• **Assigned task**: Write out the part of the article on relocating the Boca Raton Children's Museum buildings starting at "As of January, no" and ending at "museum, Connolly said.".

• **Extract**:
==================================================
The historic Singing Pines building that housed the former Boca Raton Children’s Museum will be moved along with two other old homes. 2018 file photo
By Mary Hladky
Three buildings that have long housed the Boca Raton Children’s Museum near City Hall will be relocated to make way for a new structure to house the city’s building department.
The museum, which offered educational programs to children and was operated for many years by the Junior League of Boca Raton, closed at the start of the coronavirus pandemic and never reopened. It is located on city-owned land at 498 Crawford Blvd.
City officials have been looking for a place to move the historically significant buildings, but ran into obstacles when objections were raised to placing them in Hughes Park or Sugar Sand Park.
Now, officials have settled on moving the Singing Pines and Rickards houses to city-owned Meadows Park at 1300 NW Eighth St. The less significant cottage building, known as the Rickett House, will go to the city cemetery for use by staff.
As of January, no date had been set to move the historic buildings or to begin construction of the new city building, said city spokeswoman Anne Marie Connolly.
The department currently is housed immediately north of the Police Department at 200 NW Second Ave. Other city offices also are in that building.
The Meadows Park location is acceptable to community residents and the Boca Raton Historical Society, said Susan Gillis, the society’s curator.
“As long as they are saved, we are happy,” she said.
The city is still deciding how the Singing Pines and Rickards houses will be used, but does not intend to operate a children’s museum, Connolly said.
The Singing Pines house, built in 1913 or 1914 at 301 SW First Ave., is the most historically significant building because it is the second-oldest home in the city that still exists, Gillis said. It was built by William Myrick on property purchased from Henry Flagler’s Model Land Co.
The Rickards house, built in the 1890s, looks like the original that once was located on Palmetto Park Road. But it was completely rebuilt and so has less historical importance, she said. It was built by the city’s first settler, Thomas Moore Rickards, who made his first expedition to Florida in 1876.
==================================================
• **Dataset extract**:

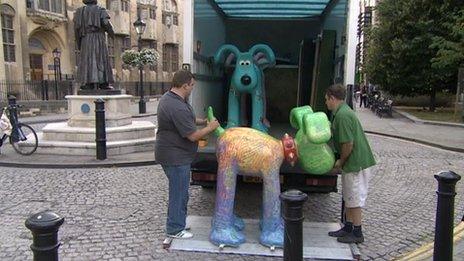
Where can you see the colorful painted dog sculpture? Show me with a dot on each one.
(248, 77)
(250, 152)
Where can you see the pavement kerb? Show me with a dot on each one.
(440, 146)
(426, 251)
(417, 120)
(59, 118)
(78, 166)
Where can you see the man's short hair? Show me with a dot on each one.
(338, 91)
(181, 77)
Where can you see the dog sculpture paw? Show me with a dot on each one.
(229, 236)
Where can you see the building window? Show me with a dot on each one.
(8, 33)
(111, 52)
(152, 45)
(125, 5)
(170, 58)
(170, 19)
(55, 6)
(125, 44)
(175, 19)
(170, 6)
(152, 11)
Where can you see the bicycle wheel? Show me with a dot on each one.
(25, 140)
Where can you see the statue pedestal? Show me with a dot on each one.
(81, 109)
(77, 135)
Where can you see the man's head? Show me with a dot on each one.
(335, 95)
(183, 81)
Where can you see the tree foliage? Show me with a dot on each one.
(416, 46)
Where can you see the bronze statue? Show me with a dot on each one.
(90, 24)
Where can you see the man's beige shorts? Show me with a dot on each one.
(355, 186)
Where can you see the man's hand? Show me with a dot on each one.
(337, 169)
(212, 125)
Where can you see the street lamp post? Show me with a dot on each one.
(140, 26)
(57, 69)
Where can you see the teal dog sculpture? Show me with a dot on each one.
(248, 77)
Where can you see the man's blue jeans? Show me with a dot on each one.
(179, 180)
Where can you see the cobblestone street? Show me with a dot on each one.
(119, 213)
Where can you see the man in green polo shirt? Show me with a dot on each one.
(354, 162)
==================================================
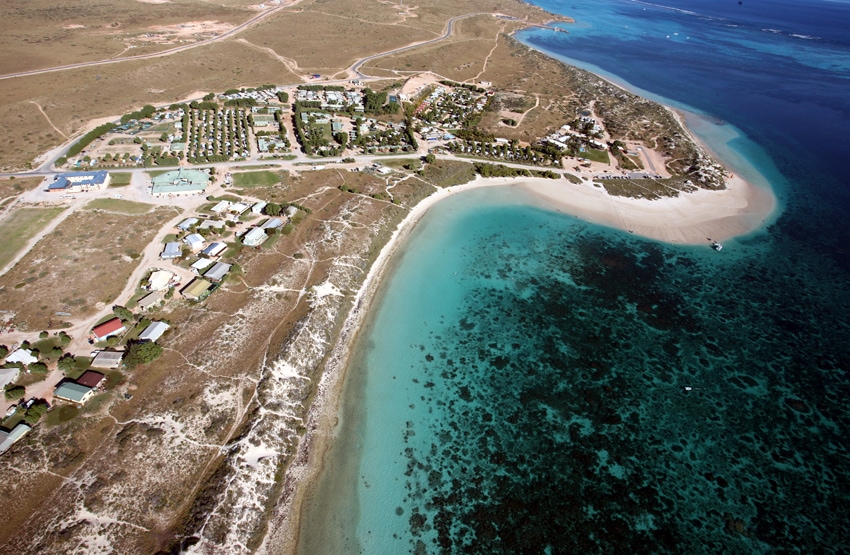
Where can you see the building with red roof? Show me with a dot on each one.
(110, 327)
==================================================
• **Solution to the exercise**:
As of January, no date had been set to move the historic buildings or to begin construction of the new city building, said city spokeswoman Anne Marie Connolly.
The department currently is housed immediately north of the Police Department at 200 NW Second Ave. Other city offices also are in that building.
The Meadows Park location is acceptable to community residents and the Boca Raton Historical Society, said Susan Gillis, the society’s curator.
“As long as they are saved, we are happy,” she said.
The city is still deciding how the Singing Pines and Rickards houses will be used, but does not intend to operate a children’s museum, Connolly said.